_EXTRAIT À LIRE_
-*-*-
Louis XVII,  'l'Enfant du Temple'
Le sort tragique de l’enfant-roi jette donc une nouvelle lumière sur les coulisses de la Révolution française ? Quelle leçon peut-on en tirer?

«Oui, ce qui est significatif, c’est le silence autour de cet enfant. L’existence de cet enfant est connue, son drame est connu, même si au début du XIXe siècle beaucoup ont prétendu être ‘l’Enfant du Temple’. Mais toute cette stratégie des faux Louis XVII a entretenu en fait le silence sur son meurtre. Ce qui est significatif, c’est comment la République française a fait silence sur cette affaire. Elle mettait en cause non seulement la République mais aussi les royalistes parce que finalement ça arrangeait Louis XVIII de voir cet enfant partir. Le fait de laisser cet enfant mourir et de l’avoir abandonné est une honte même pour la famille royale et pour toute la monarchie française. Pourtant, le peuple a entretenu la mémoire de cet enfant, une légende même sourde, même sous-jacente.»

Jacques-René Hébert
L’homme que vous considérez comme le principal responsable du martyre du jeune Louis XVII est un journaliste, Jacques-René Hébert. Pourquoi les livres d’histoire parlent si peu de lui, par rapport par exemple aux autres personnalités de la Révolution, Danton, Marat, Robespierre?
-*-*-
_ENTRÉES DE DONNÉES_
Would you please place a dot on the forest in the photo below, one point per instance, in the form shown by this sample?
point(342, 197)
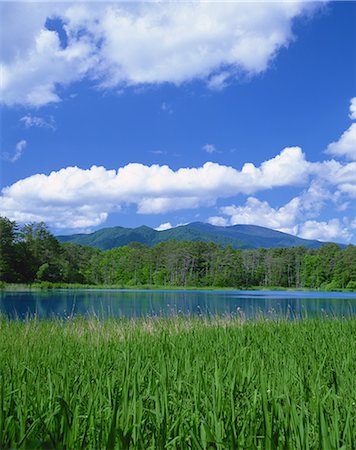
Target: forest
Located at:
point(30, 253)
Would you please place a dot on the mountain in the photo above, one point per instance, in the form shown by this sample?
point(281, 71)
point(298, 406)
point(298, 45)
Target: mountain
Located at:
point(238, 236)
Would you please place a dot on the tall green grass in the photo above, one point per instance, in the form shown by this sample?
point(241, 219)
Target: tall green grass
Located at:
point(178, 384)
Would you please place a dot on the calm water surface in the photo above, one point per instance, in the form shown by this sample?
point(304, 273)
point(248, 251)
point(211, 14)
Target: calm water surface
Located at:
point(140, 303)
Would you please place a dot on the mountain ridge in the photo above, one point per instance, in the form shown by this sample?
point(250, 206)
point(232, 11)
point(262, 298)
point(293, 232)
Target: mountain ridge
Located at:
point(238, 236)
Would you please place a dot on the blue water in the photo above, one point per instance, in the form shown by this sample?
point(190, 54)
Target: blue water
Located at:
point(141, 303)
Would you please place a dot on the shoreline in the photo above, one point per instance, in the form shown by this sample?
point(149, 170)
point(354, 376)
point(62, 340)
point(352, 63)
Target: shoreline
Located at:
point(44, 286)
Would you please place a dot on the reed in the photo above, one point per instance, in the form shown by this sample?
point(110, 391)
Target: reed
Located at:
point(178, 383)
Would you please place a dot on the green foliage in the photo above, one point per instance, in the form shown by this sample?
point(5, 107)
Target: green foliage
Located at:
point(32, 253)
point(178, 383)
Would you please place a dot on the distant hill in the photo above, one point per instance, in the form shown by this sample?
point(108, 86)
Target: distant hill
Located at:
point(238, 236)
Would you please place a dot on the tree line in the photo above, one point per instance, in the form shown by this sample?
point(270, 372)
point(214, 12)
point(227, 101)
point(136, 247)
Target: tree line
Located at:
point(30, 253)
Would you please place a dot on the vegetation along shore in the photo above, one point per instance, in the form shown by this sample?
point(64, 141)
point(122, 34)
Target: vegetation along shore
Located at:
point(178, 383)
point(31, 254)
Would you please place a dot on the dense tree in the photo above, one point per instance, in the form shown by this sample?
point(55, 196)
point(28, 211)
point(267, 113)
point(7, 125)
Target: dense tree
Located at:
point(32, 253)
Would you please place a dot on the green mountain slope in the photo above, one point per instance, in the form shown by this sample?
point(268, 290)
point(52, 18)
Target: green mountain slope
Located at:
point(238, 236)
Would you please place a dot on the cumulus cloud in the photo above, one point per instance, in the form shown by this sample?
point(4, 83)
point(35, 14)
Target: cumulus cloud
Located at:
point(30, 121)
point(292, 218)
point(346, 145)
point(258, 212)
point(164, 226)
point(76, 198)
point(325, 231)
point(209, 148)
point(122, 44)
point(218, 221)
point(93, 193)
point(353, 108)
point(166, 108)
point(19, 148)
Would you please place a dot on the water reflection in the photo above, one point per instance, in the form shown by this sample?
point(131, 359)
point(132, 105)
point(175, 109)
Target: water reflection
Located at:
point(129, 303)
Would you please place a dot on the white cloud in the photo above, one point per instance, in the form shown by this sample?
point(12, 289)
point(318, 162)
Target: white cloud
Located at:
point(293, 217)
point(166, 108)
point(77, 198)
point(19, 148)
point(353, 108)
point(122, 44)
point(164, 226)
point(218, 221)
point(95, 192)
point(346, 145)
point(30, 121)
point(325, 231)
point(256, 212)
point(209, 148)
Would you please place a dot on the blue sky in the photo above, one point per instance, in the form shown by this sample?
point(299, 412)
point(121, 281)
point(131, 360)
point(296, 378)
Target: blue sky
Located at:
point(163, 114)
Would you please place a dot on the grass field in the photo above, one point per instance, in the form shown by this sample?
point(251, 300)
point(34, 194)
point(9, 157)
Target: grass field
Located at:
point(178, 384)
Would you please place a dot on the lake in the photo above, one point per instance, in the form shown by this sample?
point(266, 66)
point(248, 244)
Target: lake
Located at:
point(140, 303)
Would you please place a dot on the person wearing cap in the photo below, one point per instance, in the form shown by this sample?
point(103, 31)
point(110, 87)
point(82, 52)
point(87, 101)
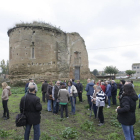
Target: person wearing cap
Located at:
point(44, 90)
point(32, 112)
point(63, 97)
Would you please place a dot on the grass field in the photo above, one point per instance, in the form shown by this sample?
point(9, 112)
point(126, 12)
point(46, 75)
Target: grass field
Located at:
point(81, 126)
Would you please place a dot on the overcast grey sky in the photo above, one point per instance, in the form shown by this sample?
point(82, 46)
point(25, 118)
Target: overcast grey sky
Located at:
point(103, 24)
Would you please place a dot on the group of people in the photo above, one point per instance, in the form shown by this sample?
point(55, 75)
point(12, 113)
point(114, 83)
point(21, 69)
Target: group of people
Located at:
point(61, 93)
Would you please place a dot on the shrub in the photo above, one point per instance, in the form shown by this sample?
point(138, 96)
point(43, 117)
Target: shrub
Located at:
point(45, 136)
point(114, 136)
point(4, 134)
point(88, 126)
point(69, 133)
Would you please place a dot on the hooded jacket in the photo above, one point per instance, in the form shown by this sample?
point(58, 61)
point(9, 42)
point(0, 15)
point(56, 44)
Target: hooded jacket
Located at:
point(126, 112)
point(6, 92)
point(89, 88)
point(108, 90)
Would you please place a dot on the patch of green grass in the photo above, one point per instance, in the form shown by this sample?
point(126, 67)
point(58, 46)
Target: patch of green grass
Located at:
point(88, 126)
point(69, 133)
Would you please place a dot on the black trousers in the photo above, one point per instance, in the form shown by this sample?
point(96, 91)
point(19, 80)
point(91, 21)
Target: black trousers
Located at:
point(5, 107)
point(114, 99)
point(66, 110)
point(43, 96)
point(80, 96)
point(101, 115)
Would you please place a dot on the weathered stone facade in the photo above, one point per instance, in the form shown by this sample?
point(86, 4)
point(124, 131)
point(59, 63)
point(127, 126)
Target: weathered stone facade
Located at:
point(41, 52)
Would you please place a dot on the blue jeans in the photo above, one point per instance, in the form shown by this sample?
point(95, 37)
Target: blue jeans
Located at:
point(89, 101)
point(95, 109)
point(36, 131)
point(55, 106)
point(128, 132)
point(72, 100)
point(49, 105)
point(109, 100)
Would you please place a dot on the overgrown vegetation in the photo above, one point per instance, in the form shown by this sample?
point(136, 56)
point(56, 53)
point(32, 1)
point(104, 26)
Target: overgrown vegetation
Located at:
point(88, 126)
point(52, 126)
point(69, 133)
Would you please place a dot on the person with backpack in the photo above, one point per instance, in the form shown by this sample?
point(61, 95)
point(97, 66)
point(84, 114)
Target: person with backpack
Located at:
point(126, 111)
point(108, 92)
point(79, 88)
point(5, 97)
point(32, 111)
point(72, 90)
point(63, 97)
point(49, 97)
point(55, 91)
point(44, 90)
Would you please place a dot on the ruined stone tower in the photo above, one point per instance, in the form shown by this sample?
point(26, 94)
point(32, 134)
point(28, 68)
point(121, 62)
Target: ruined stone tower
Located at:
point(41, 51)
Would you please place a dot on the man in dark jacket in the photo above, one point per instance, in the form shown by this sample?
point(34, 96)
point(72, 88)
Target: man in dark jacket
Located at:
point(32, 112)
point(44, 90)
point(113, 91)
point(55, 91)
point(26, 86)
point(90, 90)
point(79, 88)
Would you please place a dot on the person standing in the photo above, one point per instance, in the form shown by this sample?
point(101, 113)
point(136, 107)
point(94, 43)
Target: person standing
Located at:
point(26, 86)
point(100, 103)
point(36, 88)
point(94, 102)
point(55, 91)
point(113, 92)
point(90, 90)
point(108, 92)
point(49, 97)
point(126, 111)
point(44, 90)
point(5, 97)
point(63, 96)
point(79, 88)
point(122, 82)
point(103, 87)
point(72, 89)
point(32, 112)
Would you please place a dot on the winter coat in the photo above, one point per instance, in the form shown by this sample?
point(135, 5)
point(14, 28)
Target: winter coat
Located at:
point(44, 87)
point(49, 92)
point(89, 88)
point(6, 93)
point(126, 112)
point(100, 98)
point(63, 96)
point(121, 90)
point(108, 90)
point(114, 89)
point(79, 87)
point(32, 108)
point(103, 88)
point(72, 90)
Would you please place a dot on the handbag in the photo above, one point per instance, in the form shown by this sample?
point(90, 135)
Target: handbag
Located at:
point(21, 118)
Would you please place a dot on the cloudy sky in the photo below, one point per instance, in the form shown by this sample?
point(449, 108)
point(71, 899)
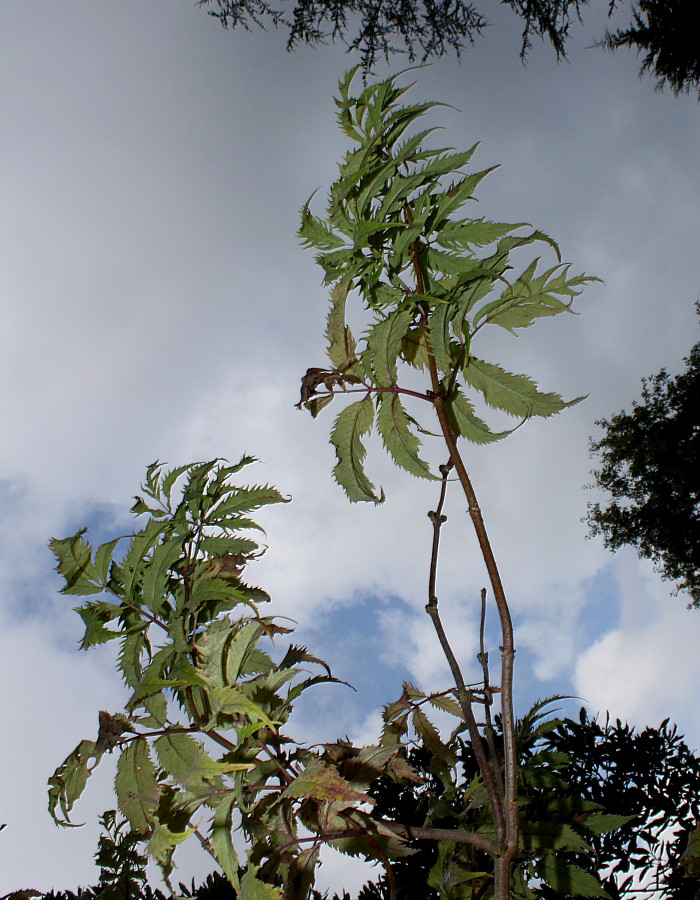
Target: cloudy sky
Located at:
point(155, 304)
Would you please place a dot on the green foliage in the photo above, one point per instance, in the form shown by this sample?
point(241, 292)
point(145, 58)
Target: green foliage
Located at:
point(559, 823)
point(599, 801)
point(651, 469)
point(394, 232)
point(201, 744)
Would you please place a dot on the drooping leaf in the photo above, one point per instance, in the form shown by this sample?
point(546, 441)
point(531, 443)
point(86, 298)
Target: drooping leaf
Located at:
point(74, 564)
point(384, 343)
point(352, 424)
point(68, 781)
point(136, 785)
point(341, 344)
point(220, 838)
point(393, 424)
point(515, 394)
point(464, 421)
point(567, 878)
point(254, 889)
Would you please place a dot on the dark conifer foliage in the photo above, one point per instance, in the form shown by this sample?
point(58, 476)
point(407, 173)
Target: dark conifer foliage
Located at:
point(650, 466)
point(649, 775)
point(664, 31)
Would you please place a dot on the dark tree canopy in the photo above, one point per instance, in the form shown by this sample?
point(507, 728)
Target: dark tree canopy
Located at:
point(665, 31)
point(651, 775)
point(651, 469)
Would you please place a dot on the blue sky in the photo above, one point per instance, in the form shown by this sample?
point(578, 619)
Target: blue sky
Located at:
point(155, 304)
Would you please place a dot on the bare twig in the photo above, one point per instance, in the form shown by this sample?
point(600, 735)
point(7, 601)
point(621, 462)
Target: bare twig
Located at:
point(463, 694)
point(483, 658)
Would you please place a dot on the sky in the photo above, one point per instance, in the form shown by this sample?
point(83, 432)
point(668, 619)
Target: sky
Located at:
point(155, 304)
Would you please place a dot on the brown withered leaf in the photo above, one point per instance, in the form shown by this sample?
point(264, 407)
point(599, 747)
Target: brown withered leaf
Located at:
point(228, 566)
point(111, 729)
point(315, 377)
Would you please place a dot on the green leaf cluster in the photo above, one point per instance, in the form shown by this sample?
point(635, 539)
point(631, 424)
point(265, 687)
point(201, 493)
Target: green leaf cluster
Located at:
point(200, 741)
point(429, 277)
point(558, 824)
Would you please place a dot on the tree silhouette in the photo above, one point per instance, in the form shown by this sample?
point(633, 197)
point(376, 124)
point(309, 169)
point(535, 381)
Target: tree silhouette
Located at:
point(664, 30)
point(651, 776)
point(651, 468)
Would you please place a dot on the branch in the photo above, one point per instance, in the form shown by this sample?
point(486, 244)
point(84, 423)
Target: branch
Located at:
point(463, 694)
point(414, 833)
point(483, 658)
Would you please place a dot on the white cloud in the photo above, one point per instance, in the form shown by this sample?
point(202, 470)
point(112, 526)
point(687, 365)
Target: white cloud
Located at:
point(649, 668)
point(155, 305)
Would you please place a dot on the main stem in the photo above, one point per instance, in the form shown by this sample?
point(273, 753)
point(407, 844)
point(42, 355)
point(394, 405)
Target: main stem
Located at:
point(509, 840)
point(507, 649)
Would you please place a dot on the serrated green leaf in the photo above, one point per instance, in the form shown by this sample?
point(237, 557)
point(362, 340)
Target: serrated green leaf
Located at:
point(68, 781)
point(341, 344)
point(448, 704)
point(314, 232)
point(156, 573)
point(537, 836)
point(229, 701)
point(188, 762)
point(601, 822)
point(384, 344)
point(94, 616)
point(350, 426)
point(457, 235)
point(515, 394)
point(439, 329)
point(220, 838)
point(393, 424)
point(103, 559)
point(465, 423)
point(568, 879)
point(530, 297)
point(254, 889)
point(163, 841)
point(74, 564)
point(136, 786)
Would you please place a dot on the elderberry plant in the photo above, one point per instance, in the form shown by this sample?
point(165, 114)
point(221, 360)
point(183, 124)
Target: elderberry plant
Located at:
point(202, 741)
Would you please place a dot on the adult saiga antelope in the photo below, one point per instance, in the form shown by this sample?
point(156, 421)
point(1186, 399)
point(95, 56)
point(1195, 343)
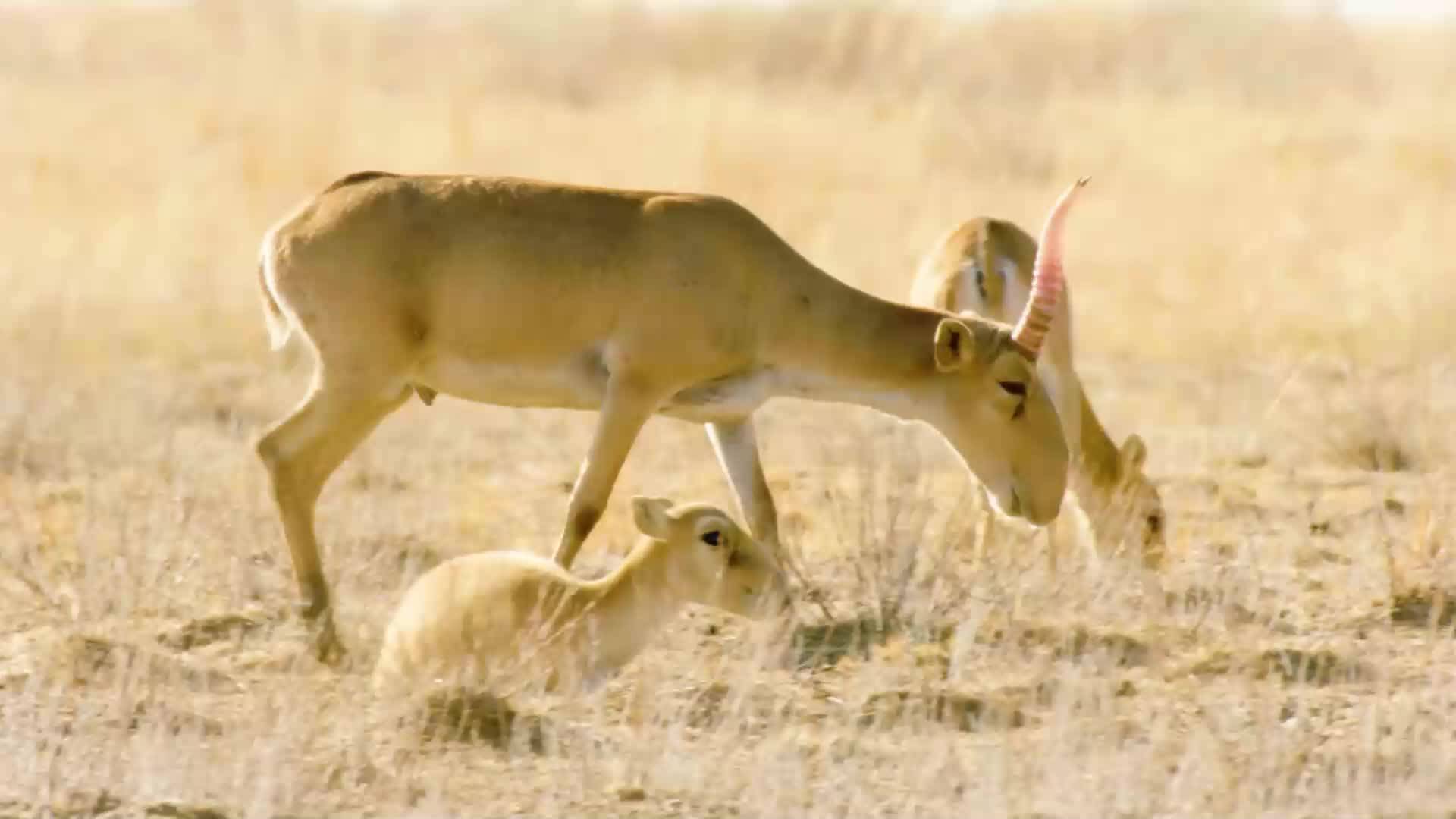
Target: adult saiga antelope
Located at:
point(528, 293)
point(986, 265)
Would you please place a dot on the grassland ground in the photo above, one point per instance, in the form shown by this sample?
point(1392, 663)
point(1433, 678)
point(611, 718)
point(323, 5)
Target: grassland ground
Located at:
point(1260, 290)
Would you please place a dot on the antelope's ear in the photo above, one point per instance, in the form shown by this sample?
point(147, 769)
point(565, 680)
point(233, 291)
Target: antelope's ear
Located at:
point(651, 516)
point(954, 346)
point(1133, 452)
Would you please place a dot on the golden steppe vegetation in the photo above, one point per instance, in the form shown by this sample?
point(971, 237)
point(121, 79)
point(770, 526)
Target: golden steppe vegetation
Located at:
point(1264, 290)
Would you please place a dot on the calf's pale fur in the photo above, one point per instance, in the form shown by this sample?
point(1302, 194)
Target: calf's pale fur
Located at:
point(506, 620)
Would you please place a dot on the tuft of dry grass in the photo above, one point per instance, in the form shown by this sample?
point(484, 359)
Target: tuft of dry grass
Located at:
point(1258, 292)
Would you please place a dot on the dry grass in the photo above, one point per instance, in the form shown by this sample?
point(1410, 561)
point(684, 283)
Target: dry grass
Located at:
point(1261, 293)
-*-*-
_CONSIGNE_
Reprenez mot pour mot l'intégralité de l'extrait sur Louis XVII, s'il vous plaît. Les entrées n'ont aucun rapport avec l'extrait sur Louis XVII.

_RÉPONSE_
Louis XVII,  'l'Enfant du Temple'
Le sort tragique de l’enfant-roi jette donc une nouvelle lumière sur les coulisses de la Révolution française ? Quelle leçon peut-on en tirer?

«Oui, ce qui est significatif, c’est le silence autour de cet enfant. L’existence de cet enfant est connue, son drame est connu, même si au début du XIXe siècle beaucoup ont prétendu être ‘l’Enfant du Temple’. Mais toute cette stratégie des faux Louis XVII a entretenu en fait le silence sur son meurtre. Ce qui est significatif, c’est comment la République française a fait silence sur cette affaire. Elle mettait en cause non seulement la République mais aussi les royalistes parce que finalement ça arrangeait Louis XVIII de voir cet enfant partir. Le fait de laisser cet enfant mourir et de l’avoir abandonné est une honte même pour la famille royale et pour toute la monarchie française. Pourtant, le peuple a entretenu la mémoire de cet enfant, une légende même sourde, même sous-jacente.»

Jacques-René Hébert
L’homme que vous considérez comme le principal responsable du martyre du jeune Louis XVII est un journaliste, Jacques-René Hébert. Pourquoi les livres d’histoire parlent si peu de lui, par rapport par exemple aux autres personnalités de la Révolution, Danton, Marat, Robespierre?